#### Exercise instructions:
Count the lines in the data below that contain the string "street", and give only that number.

#### Data supplied:
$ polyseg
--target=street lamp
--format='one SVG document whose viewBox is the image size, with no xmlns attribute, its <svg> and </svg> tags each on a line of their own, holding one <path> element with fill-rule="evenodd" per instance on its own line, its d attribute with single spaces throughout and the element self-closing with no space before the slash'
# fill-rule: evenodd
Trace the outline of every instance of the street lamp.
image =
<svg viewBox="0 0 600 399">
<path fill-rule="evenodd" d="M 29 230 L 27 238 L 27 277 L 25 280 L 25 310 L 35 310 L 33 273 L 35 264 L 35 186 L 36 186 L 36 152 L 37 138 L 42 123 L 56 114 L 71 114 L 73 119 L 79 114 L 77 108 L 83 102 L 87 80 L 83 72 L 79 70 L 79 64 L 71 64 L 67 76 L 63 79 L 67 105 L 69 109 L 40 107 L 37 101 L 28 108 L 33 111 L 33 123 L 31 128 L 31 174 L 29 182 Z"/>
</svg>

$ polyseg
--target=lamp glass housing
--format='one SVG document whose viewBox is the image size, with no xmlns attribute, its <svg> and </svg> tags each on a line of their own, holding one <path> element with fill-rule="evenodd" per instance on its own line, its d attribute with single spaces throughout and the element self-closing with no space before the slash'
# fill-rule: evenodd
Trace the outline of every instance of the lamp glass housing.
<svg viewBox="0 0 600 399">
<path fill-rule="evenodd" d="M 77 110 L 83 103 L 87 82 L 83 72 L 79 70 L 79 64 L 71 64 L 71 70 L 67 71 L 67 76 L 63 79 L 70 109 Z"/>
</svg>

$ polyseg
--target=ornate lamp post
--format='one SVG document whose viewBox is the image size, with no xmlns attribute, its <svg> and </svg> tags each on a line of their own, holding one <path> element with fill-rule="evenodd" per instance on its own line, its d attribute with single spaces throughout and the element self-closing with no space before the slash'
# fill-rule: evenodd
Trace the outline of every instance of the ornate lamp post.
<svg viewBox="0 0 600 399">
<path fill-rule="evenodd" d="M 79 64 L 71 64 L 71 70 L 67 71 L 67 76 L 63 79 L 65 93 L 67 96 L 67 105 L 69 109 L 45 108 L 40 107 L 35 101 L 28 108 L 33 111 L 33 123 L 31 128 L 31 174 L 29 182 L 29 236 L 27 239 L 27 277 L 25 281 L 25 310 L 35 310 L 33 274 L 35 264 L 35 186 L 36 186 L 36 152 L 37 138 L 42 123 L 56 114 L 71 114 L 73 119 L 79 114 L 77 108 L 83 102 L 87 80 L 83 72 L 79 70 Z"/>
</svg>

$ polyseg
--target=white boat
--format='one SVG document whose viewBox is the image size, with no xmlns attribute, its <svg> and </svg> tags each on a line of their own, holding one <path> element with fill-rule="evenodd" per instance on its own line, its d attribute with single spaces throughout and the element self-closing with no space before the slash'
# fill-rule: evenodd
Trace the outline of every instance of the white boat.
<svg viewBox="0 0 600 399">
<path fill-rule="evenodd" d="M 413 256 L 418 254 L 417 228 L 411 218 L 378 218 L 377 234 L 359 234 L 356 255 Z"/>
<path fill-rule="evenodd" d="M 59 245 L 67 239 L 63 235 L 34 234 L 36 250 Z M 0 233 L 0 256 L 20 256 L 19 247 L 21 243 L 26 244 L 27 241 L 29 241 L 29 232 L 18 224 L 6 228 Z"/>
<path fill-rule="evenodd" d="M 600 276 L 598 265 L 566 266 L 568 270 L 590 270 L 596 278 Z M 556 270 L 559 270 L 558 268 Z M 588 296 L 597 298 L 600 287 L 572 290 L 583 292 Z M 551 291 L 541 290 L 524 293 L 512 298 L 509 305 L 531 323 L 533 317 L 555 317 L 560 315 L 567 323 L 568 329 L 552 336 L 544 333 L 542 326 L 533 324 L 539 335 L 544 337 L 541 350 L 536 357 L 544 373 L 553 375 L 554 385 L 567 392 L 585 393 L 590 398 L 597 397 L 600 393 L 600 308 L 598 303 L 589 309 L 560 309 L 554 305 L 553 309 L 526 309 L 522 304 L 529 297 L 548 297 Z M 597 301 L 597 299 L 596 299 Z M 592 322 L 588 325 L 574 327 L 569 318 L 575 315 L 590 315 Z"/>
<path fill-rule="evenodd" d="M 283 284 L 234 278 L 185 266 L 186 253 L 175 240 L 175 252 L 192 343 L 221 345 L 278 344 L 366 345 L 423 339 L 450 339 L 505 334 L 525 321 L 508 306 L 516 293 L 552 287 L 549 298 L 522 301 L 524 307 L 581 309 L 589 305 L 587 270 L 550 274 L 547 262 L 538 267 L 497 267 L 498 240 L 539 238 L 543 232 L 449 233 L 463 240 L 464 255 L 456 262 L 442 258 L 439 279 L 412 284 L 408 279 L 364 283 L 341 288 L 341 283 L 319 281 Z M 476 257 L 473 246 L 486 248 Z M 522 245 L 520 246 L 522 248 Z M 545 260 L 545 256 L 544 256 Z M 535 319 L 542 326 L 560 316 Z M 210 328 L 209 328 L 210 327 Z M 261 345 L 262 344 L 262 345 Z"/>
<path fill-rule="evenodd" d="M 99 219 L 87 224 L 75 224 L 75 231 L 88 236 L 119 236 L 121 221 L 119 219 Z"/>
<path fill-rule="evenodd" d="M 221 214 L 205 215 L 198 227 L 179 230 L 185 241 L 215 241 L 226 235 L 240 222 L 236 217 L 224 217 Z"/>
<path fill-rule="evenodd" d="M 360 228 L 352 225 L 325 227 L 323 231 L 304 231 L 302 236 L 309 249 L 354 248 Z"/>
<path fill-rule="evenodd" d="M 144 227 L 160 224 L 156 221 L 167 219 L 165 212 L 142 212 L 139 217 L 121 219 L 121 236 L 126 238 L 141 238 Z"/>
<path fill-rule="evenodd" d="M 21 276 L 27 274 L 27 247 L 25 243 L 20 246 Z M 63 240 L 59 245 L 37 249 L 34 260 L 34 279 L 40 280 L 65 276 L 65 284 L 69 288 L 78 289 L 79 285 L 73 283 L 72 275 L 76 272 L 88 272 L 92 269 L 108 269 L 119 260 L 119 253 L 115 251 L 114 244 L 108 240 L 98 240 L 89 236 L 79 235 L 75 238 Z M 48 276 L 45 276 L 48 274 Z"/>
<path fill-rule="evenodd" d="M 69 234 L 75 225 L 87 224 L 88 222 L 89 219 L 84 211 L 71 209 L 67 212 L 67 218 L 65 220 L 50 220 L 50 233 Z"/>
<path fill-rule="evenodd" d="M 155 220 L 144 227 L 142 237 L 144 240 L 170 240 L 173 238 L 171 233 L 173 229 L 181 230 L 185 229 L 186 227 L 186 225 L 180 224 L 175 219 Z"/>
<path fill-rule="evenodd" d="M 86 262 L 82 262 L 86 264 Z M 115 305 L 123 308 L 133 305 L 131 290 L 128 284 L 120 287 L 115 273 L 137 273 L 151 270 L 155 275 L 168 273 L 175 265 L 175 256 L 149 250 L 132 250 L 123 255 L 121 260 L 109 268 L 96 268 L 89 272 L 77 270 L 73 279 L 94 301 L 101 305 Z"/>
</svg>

#### Result of this task:
2